→ Material for this task:
************
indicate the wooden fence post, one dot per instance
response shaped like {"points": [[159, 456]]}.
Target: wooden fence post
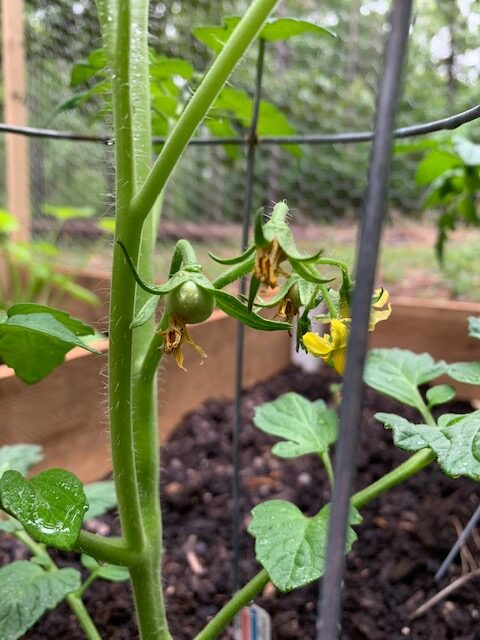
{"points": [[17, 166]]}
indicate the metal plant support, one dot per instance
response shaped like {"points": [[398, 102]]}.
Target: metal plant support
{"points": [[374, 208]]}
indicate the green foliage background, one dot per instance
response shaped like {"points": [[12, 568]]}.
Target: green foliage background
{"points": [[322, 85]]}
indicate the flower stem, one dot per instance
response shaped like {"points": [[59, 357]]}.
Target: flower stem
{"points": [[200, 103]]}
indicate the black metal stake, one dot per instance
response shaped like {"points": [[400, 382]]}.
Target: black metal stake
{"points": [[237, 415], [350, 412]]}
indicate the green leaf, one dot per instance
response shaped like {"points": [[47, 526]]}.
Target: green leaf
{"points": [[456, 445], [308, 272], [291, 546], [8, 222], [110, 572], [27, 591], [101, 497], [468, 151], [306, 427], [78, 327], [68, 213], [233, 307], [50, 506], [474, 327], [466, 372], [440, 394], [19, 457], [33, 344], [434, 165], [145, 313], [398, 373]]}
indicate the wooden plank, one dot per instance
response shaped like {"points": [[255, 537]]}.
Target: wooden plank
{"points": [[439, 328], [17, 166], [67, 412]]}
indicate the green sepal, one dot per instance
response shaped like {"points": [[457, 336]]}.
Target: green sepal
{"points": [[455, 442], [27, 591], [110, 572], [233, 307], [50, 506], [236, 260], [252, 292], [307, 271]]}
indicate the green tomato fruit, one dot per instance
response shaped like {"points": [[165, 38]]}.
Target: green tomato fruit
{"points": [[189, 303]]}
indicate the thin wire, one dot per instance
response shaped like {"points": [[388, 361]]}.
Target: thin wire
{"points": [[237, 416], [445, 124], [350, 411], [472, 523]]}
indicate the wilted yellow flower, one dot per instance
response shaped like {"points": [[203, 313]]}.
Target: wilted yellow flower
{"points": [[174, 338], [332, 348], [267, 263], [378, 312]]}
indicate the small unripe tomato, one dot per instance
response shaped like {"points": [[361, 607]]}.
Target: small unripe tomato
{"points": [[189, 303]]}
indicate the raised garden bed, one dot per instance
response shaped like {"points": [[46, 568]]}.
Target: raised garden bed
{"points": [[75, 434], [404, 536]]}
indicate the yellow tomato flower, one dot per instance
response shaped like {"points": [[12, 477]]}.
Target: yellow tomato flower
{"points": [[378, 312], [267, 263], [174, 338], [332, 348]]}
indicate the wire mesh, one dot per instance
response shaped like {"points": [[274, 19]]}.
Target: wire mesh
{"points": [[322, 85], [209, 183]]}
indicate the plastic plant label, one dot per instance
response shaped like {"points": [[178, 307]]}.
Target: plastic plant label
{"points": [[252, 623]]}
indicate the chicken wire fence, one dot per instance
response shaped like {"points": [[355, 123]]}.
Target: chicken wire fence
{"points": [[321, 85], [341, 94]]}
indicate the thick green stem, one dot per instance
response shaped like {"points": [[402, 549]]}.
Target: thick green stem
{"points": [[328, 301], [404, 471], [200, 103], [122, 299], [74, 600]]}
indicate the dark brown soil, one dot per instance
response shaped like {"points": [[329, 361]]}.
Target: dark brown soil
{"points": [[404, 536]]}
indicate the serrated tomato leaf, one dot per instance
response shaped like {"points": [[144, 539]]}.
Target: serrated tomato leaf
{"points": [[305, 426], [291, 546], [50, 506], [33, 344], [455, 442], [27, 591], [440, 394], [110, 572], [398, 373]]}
************
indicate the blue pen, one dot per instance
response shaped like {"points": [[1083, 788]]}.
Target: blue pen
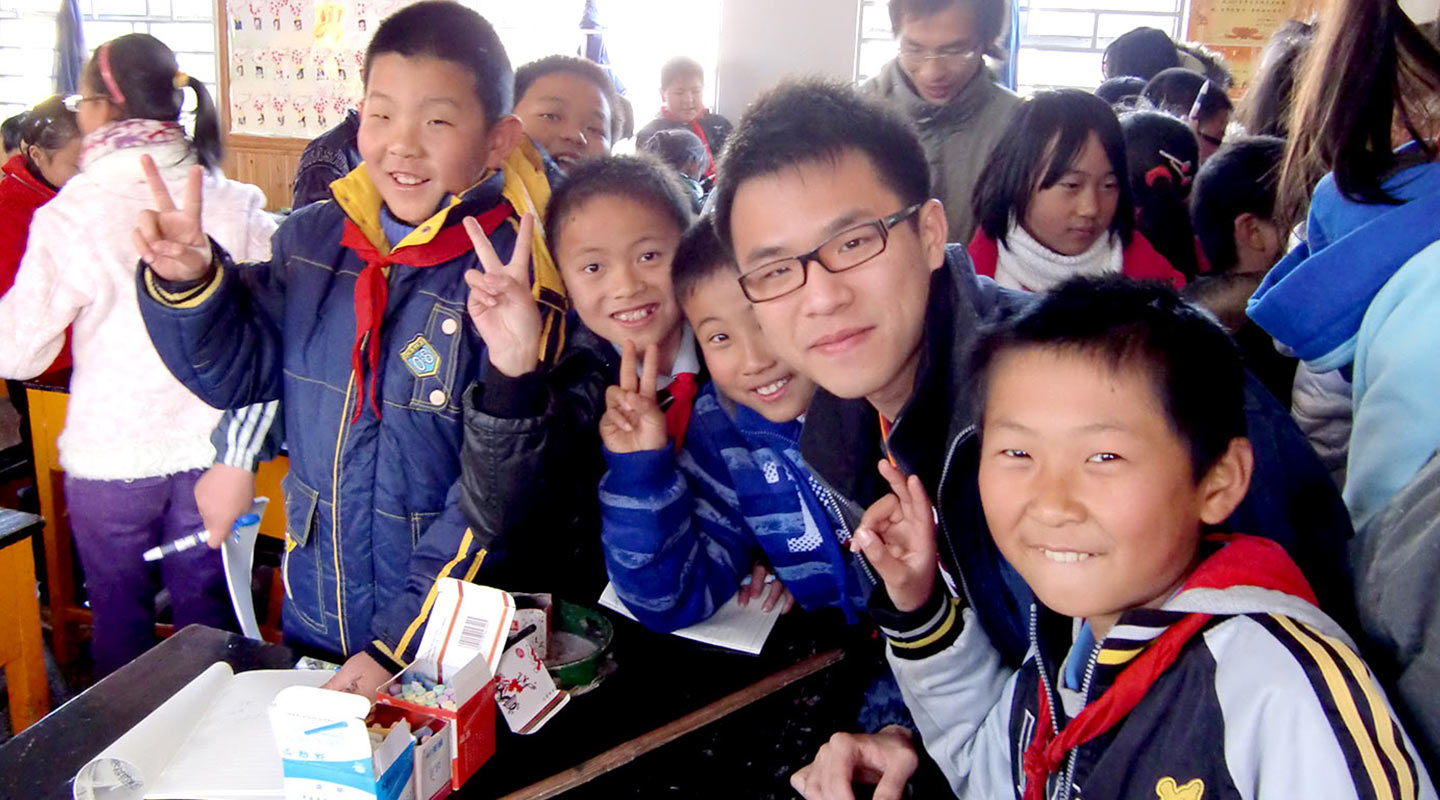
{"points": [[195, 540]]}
************
→ Task description: Pick out every line above that contains the word "raised", and copy each one in full.

→ Solved exercise:
indicate the raised garden bed, one dot per instance
Target: raised garden bed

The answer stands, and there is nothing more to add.